** Point labeling examples **

++++++

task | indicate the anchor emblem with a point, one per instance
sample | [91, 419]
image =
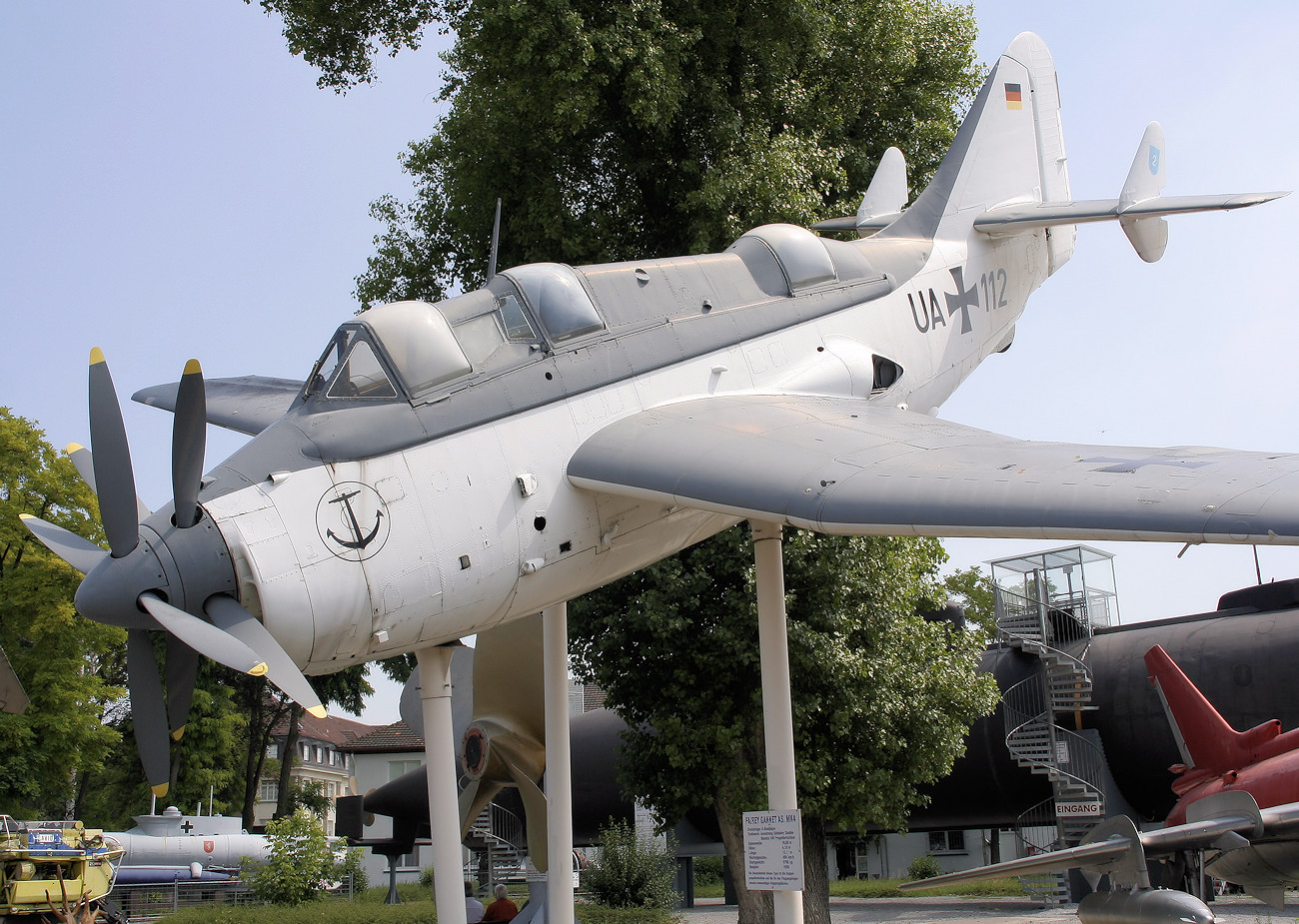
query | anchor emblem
[360, 541]
[352, 519]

++++++

Copy the data above word for word, omitting the pictures.

** TASK ANSWER **
task | indicate the anchor emblem with a point, one per instance
sample | [91, 419]
image =
query | anchor emblem
[360, 541]
[352, 519]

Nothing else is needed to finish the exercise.